◆ Prompt
Please write out the listing below again in its exact form.
[Opening Information supplied section]
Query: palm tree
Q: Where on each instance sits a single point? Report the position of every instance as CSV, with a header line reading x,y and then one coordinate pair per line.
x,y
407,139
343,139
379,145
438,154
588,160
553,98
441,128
[Closing Information supplied section]
◆ Expected answer
Query: palm tree
Q: Where on each instance sits a single point? Report the position of every instance as CSV, with a header line reading x,y and then one coordinate pair per line.
x,y
407,139
343,139
379,145
438,154
588,160
553,98
441,128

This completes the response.